» **Work request**: Could you output, word for word, only the lines from the line with "Annotate the person" to the end of the entries, including both ends? Omit the pictures.
>>>>
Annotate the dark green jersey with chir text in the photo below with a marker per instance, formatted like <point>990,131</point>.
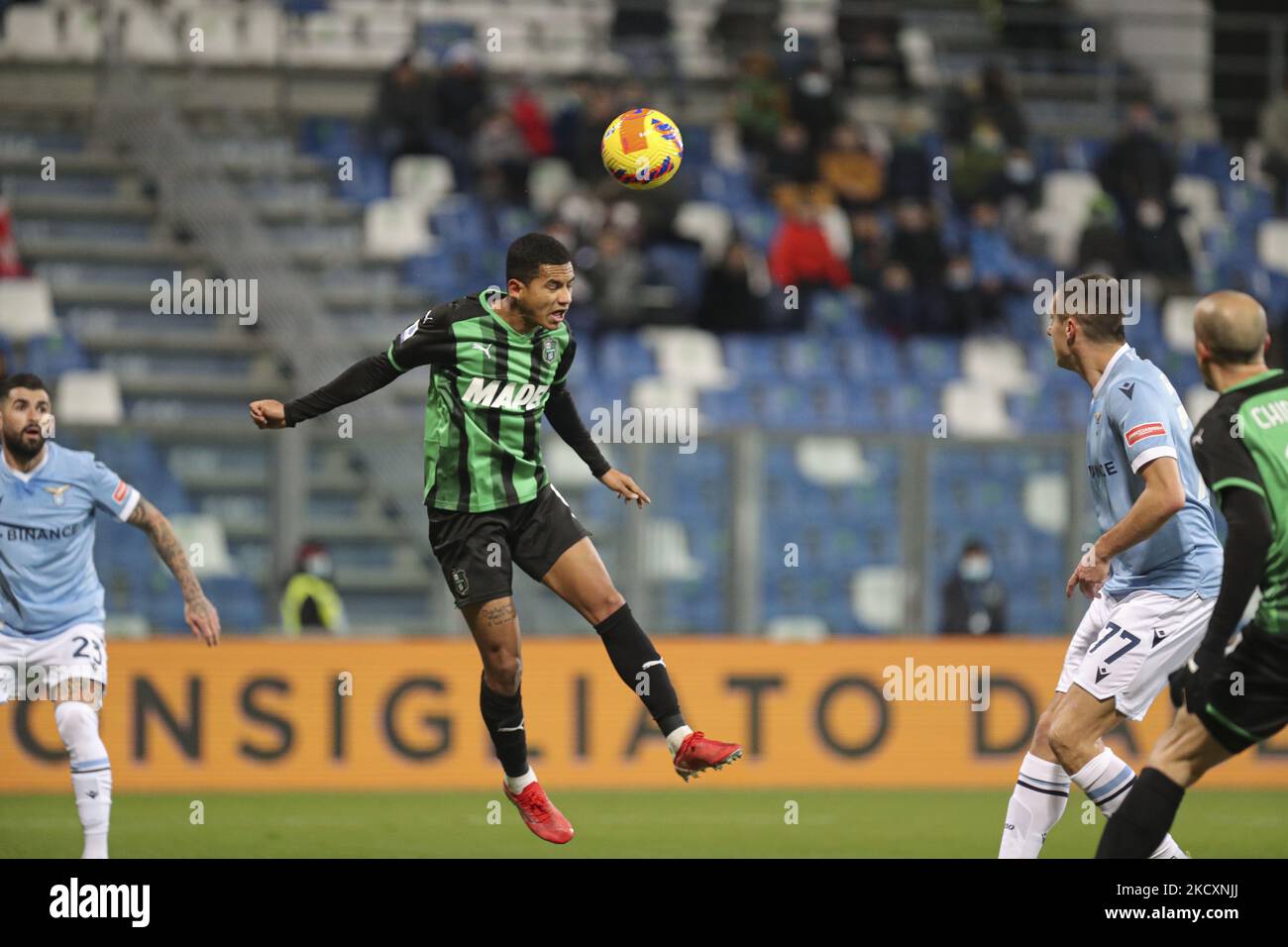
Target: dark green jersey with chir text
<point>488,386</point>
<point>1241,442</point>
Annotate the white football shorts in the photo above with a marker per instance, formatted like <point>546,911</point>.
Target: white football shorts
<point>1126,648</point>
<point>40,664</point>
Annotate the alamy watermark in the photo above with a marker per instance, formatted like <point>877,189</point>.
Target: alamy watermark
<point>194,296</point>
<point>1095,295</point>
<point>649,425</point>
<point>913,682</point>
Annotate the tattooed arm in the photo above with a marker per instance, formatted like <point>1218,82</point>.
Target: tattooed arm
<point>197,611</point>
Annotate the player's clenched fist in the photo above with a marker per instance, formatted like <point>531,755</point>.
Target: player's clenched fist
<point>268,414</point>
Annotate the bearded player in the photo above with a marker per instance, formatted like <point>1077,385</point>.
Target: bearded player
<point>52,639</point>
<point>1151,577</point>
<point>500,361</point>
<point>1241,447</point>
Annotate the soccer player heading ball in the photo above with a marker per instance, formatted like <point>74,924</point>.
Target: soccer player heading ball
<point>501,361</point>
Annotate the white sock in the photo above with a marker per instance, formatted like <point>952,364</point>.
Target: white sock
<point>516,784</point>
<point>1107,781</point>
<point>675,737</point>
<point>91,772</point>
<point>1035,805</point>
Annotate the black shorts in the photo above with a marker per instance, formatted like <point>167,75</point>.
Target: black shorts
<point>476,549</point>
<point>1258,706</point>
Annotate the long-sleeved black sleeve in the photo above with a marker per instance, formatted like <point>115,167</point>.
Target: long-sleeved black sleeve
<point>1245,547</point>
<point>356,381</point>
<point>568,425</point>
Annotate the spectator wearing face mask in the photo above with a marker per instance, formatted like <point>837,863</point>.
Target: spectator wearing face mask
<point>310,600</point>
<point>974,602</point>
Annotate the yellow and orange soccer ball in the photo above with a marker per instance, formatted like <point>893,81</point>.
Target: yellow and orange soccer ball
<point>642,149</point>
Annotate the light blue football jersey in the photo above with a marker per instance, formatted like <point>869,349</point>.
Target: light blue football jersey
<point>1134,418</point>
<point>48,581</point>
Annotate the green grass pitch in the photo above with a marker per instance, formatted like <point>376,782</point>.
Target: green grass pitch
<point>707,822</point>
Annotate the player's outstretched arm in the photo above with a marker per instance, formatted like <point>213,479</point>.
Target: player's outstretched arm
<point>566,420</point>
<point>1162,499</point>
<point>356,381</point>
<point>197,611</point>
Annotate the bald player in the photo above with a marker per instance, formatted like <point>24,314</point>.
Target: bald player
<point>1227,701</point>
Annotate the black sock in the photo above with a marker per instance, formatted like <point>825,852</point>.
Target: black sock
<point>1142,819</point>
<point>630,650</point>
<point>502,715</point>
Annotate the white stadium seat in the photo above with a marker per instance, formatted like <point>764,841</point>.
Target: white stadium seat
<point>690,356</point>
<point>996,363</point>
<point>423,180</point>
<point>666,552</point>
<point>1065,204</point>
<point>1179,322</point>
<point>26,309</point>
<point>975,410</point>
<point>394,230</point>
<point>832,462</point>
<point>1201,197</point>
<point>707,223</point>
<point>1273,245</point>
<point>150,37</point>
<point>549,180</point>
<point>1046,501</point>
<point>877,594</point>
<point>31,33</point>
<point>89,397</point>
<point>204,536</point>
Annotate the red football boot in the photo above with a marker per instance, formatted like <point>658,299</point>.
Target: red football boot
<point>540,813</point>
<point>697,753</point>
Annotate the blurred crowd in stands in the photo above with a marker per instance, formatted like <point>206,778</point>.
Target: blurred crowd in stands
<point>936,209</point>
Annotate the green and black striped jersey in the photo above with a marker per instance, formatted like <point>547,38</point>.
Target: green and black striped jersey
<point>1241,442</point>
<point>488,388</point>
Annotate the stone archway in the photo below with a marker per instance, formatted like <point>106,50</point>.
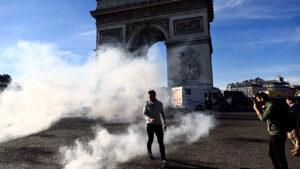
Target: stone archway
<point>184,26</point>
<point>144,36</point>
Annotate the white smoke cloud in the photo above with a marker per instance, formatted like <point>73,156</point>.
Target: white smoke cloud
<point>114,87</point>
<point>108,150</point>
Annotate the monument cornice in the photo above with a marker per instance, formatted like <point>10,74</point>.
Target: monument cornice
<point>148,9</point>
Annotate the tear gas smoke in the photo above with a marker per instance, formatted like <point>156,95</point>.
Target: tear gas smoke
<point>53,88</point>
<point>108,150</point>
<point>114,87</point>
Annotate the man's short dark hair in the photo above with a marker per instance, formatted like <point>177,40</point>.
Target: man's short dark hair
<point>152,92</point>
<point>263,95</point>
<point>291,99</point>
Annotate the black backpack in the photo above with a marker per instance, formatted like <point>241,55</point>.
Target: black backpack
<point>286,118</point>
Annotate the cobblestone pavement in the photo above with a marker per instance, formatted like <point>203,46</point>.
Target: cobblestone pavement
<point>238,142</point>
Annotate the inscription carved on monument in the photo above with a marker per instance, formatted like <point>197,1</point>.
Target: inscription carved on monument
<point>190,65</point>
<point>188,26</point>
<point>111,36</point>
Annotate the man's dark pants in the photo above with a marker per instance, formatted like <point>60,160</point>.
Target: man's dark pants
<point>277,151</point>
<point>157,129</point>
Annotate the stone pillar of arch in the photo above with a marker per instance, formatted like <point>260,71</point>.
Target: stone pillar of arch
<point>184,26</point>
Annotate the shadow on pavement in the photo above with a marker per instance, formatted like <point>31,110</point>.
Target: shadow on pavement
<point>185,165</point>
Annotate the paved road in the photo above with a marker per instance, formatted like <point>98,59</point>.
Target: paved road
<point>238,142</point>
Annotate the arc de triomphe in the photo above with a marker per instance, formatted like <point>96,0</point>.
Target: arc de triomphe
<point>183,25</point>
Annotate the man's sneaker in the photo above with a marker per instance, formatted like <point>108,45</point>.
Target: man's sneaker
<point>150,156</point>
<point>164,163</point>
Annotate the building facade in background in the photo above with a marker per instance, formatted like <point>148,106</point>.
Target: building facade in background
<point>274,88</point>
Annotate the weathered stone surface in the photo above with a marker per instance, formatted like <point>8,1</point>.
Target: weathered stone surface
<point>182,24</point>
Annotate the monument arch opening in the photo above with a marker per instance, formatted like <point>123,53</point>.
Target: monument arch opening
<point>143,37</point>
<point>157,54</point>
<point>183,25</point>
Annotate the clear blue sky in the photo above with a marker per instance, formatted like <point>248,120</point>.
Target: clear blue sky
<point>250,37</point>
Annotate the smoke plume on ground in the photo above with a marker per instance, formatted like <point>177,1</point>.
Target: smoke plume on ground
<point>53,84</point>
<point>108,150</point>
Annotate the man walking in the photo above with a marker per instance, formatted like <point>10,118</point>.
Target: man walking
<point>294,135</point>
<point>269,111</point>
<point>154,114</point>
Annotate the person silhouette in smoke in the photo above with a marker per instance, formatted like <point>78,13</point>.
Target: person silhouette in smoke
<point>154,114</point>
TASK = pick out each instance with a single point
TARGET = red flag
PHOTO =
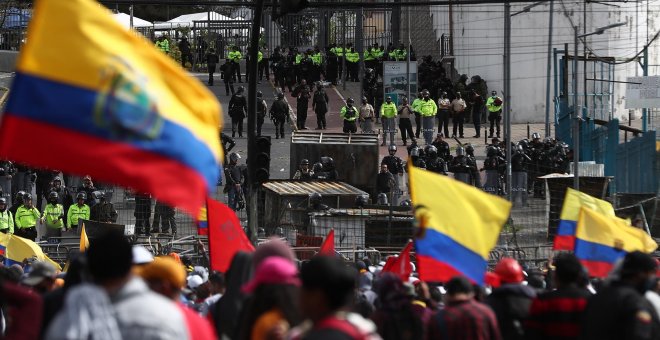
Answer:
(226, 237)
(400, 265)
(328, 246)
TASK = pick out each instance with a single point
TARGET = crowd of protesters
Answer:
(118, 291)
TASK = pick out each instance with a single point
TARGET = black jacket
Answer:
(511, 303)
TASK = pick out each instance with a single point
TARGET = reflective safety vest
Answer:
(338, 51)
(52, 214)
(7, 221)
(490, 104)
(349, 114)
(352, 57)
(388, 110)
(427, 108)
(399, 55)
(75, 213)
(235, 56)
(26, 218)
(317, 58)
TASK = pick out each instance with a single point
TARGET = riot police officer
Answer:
<<<<
» **Solution for this task**:
Annotate the person silhouette in smoke in the photo above with a marker per instance, formatted like <point>78,13</point>.
Target: person silhouette in smoke
<point>154,114</point>
TASK = pick out each instance with a single point
TARGET = red flag
PHOTO =
Answer:
(226, 237)
(400, 265)
(328, 246)
TASK = pick out each instance with a single point
TARGET = crowd of protesters
Answer:
(118, 291)
TASK = pick out each instance with a single point
TARGET = black jacket
Answer:
(511, 303)
TASK = pick out each instance with a single point
TARGET = reflective safety vest
Answer:
(338, 51)
(52, 214)
(7, 221)
(490, 104)
(349, 114)
(352, 57)
(388, 110)
(427, 108)
(399, 55)
(75, 213)
(235, 56)
(26, 218)
(317, 58)
TASK = pick out each instance with a single point
TARGET = riot police officer
Answer:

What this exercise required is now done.